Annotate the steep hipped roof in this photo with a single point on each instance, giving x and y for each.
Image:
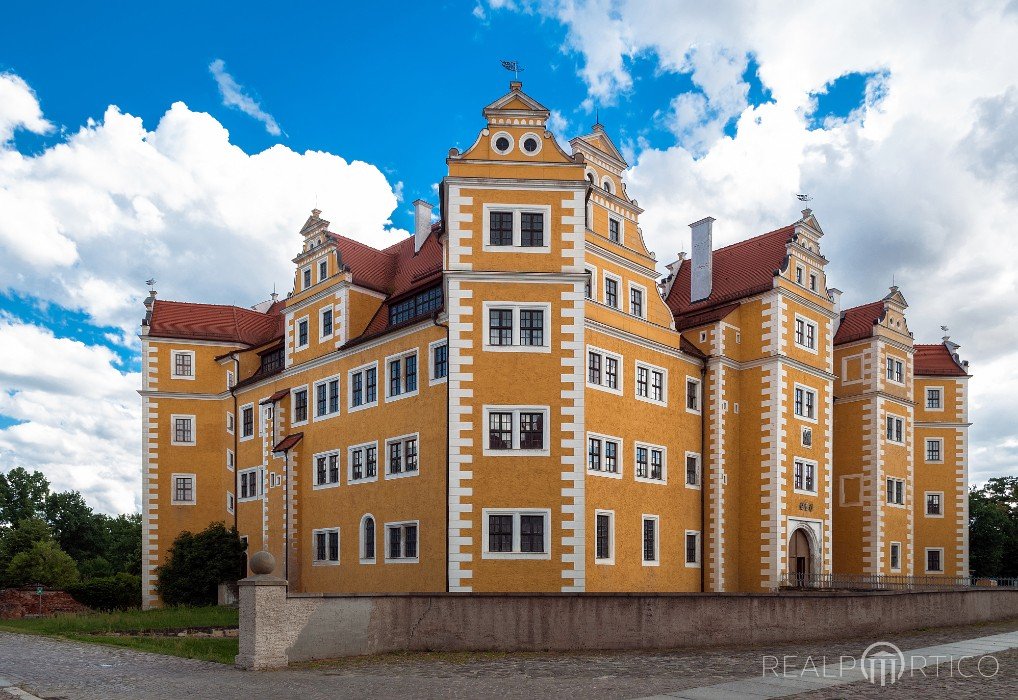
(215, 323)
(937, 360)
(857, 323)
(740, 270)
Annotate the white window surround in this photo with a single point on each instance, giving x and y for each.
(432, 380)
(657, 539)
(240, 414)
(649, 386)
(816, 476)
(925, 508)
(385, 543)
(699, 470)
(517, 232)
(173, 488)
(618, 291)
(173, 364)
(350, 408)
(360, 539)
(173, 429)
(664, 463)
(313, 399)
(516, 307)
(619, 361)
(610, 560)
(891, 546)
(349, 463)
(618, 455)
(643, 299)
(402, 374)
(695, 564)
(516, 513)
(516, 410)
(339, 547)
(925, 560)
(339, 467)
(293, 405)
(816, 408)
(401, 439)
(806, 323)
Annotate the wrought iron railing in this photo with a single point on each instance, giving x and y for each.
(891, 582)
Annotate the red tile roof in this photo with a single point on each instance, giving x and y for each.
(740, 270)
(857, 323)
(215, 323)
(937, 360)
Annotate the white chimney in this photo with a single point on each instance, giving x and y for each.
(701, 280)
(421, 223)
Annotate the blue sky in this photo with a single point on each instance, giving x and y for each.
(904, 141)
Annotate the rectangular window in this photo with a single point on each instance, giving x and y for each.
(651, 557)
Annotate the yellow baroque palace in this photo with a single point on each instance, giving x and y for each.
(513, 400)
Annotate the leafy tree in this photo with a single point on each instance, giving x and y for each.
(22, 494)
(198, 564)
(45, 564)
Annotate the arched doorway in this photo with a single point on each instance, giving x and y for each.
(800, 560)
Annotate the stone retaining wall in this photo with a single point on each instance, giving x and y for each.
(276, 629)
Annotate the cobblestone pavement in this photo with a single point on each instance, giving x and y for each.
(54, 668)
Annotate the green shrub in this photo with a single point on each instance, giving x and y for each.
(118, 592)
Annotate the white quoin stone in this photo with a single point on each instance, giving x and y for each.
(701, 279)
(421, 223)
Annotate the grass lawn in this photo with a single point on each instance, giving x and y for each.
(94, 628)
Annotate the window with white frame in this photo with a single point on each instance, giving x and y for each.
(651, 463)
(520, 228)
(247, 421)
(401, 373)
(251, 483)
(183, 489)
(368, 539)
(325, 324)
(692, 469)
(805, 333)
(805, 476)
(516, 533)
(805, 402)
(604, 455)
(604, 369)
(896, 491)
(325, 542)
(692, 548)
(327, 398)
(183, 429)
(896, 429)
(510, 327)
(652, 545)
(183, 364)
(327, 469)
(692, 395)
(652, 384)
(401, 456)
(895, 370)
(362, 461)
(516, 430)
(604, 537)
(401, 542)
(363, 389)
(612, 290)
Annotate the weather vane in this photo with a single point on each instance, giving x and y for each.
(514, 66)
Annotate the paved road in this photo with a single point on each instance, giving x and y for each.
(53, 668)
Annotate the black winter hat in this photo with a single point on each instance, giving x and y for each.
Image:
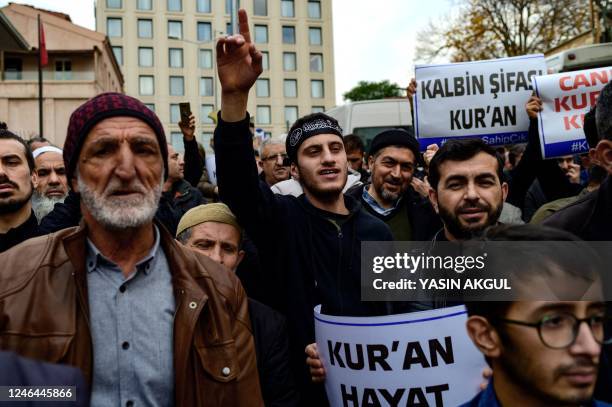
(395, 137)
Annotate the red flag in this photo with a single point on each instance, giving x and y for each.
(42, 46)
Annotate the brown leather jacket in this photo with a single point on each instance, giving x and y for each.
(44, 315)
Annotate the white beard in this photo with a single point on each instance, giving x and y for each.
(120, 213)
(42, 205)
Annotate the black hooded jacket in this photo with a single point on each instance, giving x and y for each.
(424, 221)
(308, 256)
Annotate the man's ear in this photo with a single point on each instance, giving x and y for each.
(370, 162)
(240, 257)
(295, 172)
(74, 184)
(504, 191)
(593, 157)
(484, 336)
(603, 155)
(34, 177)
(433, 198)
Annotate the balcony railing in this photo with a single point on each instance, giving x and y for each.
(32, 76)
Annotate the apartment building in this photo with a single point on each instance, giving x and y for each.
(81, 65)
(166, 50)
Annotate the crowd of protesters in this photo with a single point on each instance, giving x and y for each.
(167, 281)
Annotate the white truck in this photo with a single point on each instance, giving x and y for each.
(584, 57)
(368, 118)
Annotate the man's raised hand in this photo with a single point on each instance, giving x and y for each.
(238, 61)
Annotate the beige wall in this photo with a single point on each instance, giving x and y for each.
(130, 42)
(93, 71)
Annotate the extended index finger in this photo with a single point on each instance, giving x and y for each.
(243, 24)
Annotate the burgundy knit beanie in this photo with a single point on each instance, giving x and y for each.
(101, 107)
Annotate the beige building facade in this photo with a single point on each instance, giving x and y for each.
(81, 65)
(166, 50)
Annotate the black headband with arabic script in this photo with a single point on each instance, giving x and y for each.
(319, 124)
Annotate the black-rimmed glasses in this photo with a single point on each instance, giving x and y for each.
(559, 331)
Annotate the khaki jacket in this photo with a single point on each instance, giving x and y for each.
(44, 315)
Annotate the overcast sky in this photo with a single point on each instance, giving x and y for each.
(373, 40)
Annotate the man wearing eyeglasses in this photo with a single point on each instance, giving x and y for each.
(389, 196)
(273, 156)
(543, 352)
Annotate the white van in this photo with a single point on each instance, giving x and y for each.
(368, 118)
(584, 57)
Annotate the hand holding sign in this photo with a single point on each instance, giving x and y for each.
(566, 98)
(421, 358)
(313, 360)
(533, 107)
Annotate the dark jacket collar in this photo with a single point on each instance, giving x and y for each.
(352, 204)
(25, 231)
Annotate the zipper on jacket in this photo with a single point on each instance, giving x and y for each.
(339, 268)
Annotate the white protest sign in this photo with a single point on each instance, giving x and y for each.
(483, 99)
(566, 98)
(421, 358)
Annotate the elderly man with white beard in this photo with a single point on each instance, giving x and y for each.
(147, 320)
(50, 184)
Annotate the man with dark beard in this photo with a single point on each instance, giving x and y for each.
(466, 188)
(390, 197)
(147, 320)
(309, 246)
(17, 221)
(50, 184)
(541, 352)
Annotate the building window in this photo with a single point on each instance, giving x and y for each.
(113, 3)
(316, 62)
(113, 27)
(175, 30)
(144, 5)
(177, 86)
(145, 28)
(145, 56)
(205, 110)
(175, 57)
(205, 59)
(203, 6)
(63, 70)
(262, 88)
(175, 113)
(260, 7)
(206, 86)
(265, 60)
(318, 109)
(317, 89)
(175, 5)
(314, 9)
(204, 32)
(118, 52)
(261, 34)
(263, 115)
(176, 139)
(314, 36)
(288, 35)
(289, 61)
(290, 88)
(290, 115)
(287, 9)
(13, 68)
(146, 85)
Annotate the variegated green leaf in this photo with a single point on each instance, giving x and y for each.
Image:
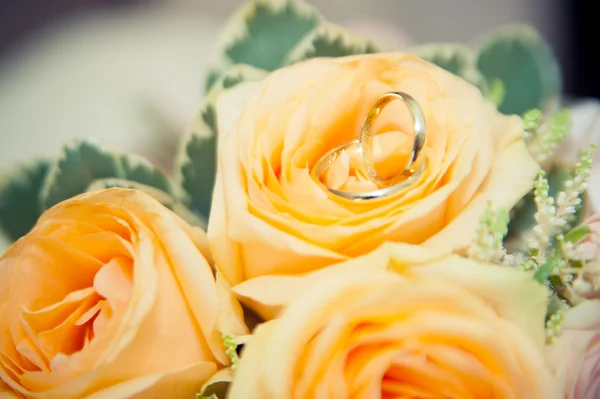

Directive: Quote every item above word for word, leaving out the pictures.

Reply to the exercise:
Annotate the steep hipped roof in this photo with a single point on each instance, giving x and y for each.
Image:
(215, 323)
(937, 360)
(857, 323)
(740, 270)
Annotate the white window surround in this photo with a single point on each instance, giving x and y for each.
(432, 380)
(657, 539)
(240, 414)
(649, 386)
(816, 476)
(925, 508)
(385, 543)
(699, 470)
(517, 232)
(173, 488)
(618, 291)
(173, 364)
(350, 408)
(360, 539)
(173, 429)
(664, 463)
(313, 399)
(516, 307)
(619, 361)
(610, 560)
(891, 546)
(349, 463)
(618, 455)
(643, 299)
(402, 374)
(695, 564)
(516, 513)
(516, 410)
(339, 547)
(925, 560)
(339, 467)
(293, 405)
(816, 408)
(401, 439)
(806, 323)
Annotate the wrought iron railing in this photo with a single point on each instance, giving x and y for each.
(891, 582)
Annotate the red tile roof in this photo with a single point on each instance, giving x and y for each.
(740, 270)
(857, 323)
(215, 323)
(937, 360)
Annotate the white chimney in this photo with a single point on each instance, giving x and y for each.
(701, 280)
(421, 223)
Annotate the blue sky in this photo with a single point on each instance, giving x and y for each.
(904, 141)
Annotate the rectangular window in this photo with a single point on each instance, giving x and y for each.
(651, 557)
Annotate the yellow baroque palace in this photo with a single point on each instance, giving x and y for each.
(513, 400)
Annotate the leafy tree in this photo with a single point on each instance, giving x and y for each.
(22, 494)
(198, 564)
(45, 564)
Annotate the arched doorway in this photo with a single point on each instance, giving x and y for each.
(800, 560)
Annotate the stone retaining wall in this photo with a single point on each instance, giving x and y for each.
(276, 629)
Annotate the cobblestone pavement in this photo with a single point on each instance, giving x and y for each.
(54, 668)
Annotate the green shrub in this photo with a single point on each instance, giving x and y for each.
(118, 592)
Annotate the white quoin stone in this photo with a single point on each instance, giving x and y for each.
(701, 279)
(421, 223)
Annotate the grass lawn in this photo with a single point on each instance, giving x and y for each.
(94, 628)
Annotate the window with white frame in this photo with a single point on each instance, giving x and y for each.
(651, 463)
(520, 228)
(247, 421)
(401, 373)
(251, 483)
(183, 489)
(368, 539)
(325, 324)
(692, 469)
(805, 333)
(805, 476)
(516, 533)
(805, 402)
(604, 455)
(604, 369)
(896, 491)
(325, 542)
(692, 548)
(327, 398)
(183, 429)
(896, 429)
(510, 327)
(652, 545)
(183, 364)
(327, 469)
(692, 395)
(652, 384)
(401, 456)
(895, 370)
(362, 461)
(516, 430)
(604, 537)
(401, 542)
(363, 389)
(612, 290)
Annotate the weather vane in this photo with a single point on each instance, giving x and y for each.
(514, 66)
Annotate the paved road in this photo with a single point on each instance, giving x and y for each.
(53, 668)
Annotate the black winter hat in this photo with a single point on each instance, giving x and y for each.
Image:
(395, 137)
Annotate the red flag in this photo with a single point on each instance, giving x and y for each.
(42, 46)
Annotate the brown leather jacket in this photo with a single point on each instance, giving x and y for each.
(44, 315)
Annotate the white beard in this photo with a single point on each instance, giving x and y for each.
(120, 213)
(42, 205)
Annotate the black hooded jacket in this photo with a single point on each instance, giving x and y for each.
(424, 221)
(308, 256)
Annotate the man's ear in this photo with a single point on each instance, giving x and y for each.
(370, 162)
(240, 257)
(295, 172)
(74, 184)
(504, 191)
(593, 157)
(484, 336)
(603, 155)
(34, 177)
(433, 198)
Annotate the balcony railing in this photo with a single point on each instance, giving x and y for each.
(32, 76)
Annotate the apartment building in this photo with a single point on each instance, giving x and y for each.
(81, 65)
(166, 50)
Annotate the crowd of protesters in this photo with a single point on each instance, giving x and y for each.
(167, 281)
Annotate the white truck in this photo with a single point on each instance, giving x and y for each.
(584, 57)
(368, 118)
Annotate the man's raised hand in this photo with a single point on each instance, giving x and y for each.
(238, 61)
Annotate the beige wall in this photo with a single point on each instance, giving x and y for each.
(130, 42)
(93, 71)
Annotate the extended index finger in this photo with a single point on each instance, giving x and y for each.
(243, 24)
Annotate the burgundy knit beanie in this photo with a single point on each instance, giving x and y for each.
(101, 107)
Annotate the beige building facade in this photo with a single point on each instance, giving x and y for each.
(81, 65)
(166, 50)
Annotate the black headband with arabic script in this photo with a single point on each instance, giving x and y for each.
(319, 124)
Annotate the black-rimmed glasses in this photo with a single point on each instance, giving x and y for each.
(559, 331)
Annotate the khaki jacket in this photo with a single point on each instance, giving x and y for each.
(44, 315)
Annotate the overcast sky in this photo with a single point on each instance, giving x and y for each.
(373, 40)
Annotate the man wearing eyeglasses in this photo with a single point on each instance, giving x and y for each.
(389, 196)
(273, 156)
(543, 352)
Annotate the white van in this photo with a single point on each instance, giving x and y for each.
(368, 118)
(584, 57)
Annotate the hand holding sign in this photo with a single point on each instance, giving x and y for each.
(566, 98)
(421, 358)
(313, 360)
(533, 107)
Annotate the dark jacket collar in this photo with a single point on each instance, giving x and y for each.
(352, 204)
(25, 231)
Annotate the zipper on jacket in this photo with a single point on each instance, giving x and y for each.
(339, 268)
Annotate the white protest sign in this photo with a single point on each instance, giving x and y for each.
(483, 99)
(566, 98)
(421, 358)
Annotate the elderly man with white beard in this photo with a single point on each instance, giving x and y for each.
(147, 320)
(50, 184)
Annotate the man with dark beard in this photo with a single point on each instance, giving x and y for each.
(466, 188)
(390, 197)
(147, 320)
(309, 246)
(17, 221)
(50, 184)
(541, 352)
Annotate the building window in this photo with a single point on each instance, giving x and y for each.
(113, 3)
(316, 62)
(113, 27)
(175, 30)
(144, 5)
(177, 86)
(145, 28)
(145, 56)
(205, 110)
(175, 57)
(205, 59)
(203, 6)
(63, 70)
(262, 88)
(175, 113)
(260, 7)
(206, 86)
(265, 60)
(318, 109)
(317, 89)
(175, 5)
(314, 9)
(204, 32)
(118, 52)
(261, 34)
(263, 115)
(176, 139)
(314, 36)
(288, 35)
(289, 61)
(290, 88)
(290, 115)
(287, 9)
(13, 68)
(146, 85)
Annotate the variegated green leaf in this photo with a single point on each instance, giving x and y for each.
Image:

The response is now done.